Set out exactly every line of the entries below, starting at the line that holds "<point>757,642</point>" and stopping after the line that holds "<point>749,148</point>".

Data listing
+===+

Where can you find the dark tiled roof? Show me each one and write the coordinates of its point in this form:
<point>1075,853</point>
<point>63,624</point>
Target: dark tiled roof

+===+

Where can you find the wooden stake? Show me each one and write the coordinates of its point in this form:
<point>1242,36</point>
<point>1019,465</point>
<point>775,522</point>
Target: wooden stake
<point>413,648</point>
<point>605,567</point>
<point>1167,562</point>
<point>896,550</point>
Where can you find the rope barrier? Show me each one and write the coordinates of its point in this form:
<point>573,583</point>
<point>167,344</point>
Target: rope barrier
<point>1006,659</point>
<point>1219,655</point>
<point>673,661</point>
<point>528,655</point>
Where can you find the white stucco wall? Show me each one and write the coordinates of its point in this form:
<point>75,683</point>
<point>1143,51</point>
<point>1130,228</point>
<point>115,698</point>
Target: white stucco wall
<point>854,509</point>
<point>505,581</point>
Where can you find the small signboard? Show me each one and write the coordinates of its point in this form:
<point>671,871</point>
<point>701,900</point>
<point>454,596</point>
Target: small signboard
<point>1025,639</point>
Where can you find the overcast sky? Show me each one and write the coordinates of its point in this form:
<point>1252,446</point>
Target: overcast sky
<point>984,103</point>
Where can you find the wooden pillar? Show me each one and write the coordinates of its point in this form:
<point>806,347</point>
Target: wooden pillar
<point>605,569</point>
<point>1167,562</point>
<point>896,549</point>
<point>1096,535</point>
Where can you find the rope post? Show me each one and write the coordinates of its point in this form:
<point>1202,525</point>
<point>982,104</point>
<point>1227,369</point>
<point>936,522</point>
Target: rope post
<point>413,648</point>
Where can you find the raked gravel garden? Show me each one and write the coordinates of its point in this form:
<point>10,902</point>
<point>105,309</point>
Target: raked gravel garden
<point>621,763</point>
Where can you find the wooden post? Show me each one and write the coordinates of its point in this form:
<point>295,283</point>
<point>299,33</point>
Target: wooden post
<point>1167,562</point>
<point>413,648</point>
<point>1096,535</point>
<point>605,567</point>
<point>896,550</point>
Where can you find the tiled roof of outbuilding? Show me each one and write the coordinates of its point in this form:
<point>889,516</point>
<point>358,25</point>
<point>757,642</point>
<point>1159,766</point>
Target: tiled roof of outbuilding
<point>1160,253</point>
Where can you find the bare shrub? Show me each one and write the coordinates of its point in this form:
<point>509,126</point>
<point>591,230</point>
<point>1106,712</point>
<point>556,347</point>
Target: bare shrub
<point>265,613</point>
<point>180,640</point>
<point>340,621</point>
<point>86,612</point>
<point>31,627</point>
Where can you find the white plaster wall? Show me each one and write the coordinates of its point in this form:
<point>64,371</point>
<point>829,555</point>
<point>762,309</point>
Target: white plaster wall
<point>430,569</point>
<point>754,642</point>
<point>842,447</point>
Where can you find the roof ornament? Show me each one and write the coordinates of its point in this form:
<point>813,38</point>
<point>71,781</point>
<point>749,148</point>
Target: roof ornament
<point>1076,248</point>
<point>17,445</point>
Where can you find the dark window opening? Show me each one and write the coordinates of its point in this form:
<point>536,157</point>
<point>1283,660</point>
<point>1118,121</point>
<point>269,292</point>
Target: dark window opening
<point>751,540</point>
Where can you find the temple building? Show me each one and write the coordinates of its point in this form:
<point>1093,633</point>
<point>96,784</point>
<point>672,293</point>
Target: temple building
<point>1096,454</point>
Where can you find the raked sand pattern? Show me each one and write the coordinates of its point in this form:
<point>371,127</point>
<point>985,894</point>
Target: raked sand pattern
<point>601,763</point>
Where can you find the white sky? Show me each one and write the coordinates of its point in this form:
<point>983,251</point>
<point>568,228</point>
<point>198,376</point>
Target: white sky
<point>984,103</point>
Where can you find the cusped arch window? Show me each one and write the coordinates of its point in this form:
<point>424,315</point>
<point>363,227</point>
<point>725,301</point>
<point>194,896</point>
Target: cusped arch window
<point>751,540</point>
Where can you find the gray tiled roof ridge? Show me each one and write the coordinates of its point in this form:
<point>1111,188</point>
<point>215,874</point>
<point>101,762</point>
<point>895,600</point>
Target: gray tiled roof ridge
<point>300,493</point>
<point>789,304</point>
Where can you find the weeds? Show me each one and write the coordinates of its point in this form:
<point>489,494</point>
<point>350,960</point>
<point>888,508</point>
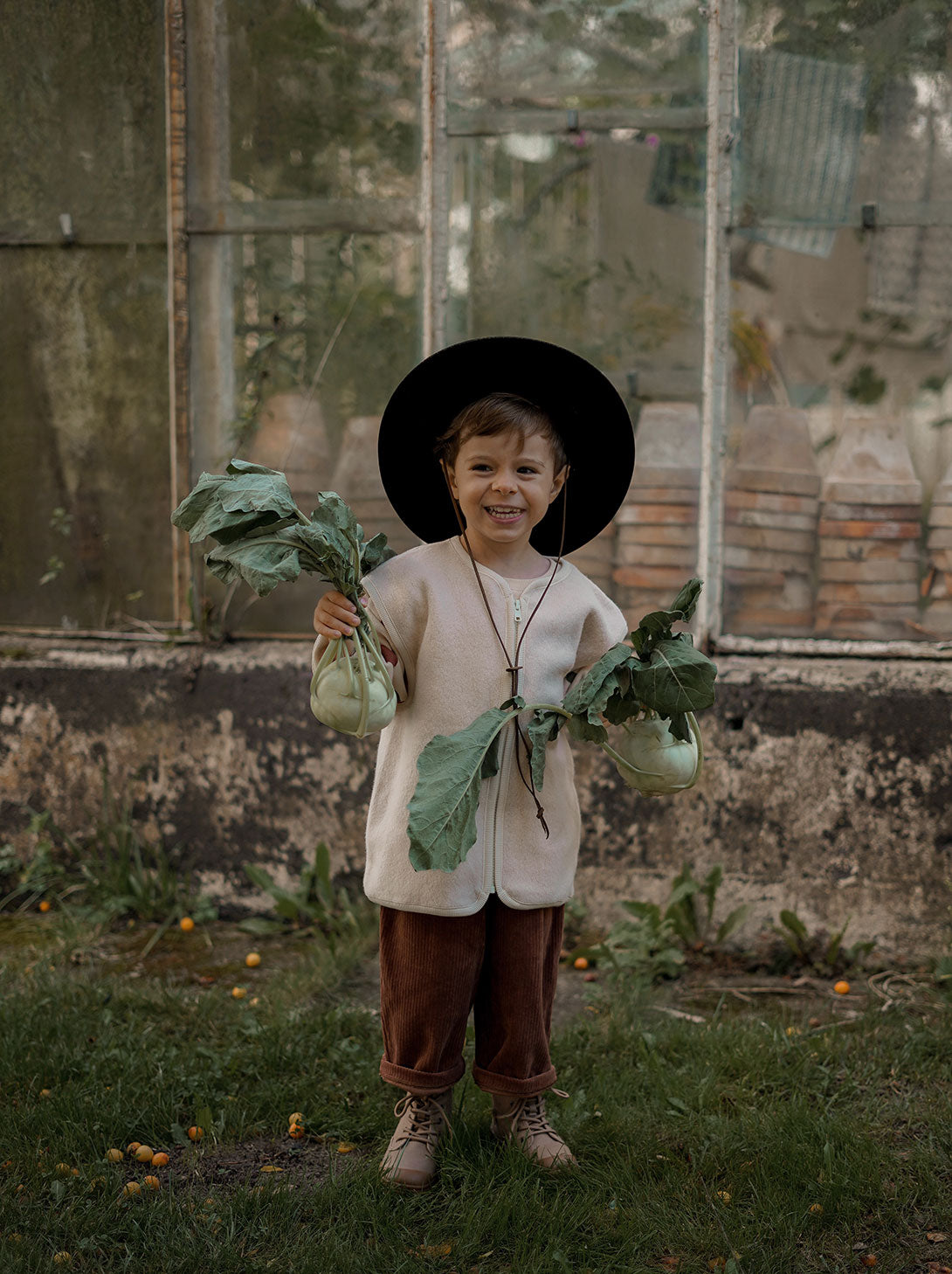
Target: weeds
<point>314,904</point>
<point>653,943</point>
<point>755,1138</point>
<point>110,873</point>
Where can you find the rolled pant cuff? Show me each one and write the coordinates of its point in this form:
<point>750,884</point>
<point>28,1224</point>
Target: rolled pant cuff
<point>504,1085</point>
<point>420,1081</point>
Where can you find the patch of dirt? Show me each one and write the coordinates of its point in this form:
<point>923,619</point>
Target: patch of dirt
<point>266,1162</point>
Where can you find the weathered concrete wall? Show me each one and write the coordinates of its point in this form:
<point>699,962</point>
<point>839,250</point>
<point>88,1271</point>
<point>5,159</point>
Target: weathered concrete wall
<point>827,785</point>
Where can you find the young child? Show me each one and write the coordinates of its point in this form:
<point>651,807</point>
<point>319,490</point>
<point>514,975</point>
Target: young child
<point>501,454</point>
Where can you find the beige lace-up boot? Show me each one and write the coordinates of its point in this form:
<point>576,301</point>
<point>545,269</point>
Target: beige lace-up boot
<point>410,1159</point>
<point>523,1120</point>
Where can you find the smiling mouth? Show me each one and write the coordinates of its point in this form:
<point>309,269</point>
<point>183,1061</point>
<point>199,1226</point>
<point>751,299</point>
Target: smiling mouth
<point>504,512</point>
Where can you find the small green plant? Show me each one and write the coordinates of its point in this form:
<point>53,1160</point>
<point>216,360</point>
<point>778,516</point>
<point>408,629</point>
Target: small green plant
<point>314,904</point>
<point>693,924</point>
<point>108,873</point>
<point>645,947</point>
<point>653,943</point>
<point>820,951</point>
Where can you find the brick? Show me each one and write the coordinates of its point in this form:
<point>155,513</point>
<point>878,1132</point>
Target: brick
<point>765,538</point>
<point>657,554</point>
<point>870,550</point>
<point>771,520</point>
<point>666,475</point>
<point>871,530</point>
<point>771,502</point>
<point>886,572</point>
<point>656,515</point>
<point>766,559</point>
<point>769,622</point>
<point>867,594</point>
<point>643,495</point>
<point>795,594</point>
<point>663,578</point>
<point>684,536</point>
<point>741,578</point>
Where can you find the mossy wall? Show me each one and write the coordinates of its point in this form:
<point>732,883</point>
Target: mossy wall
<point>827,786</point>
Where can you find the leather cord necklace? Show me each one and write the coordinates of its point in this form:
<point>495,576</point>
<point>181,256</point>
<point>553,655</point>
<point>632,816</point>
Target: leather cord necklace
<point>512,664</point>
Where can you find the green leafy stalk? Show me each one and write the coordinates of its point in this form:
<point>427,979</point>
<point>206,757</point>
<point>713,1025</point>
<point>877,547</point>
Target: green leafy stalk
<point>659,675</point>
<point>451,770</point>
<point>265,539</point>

+===+

Solved problem
<point>757,642</point>
<point>1159,766</point>
Target: tiled roof of outbuilding
<point>1160,253</point>
Where can you find the bare shrub? Show me each one and write the coordinates of its point in this form:
<point>509,126</point>
<point>591,230</point>
<point>1106,712</point>
<point>556,347</point>
Target: bare shrub
<point>265,613</point>
<point>180,640</point>
<point>340,621</point>
<point>86,612</point>
<point>31,627</point>
Where can you find the white plaster wall? Show me each one and write the coordinates of its point in this form:
<point>64,371</point>
<point>829,555</point>
<point>762,309</point>
Target: white plaster wall
<point>430,569</point>
<point>754,642</point>
<point>842,447</point>
Where can you find the roof ornament? Show me each one and write the coordinates of its point in this form:
<point>813,38</point>
<point>71,781</point>
<point>749,148</point>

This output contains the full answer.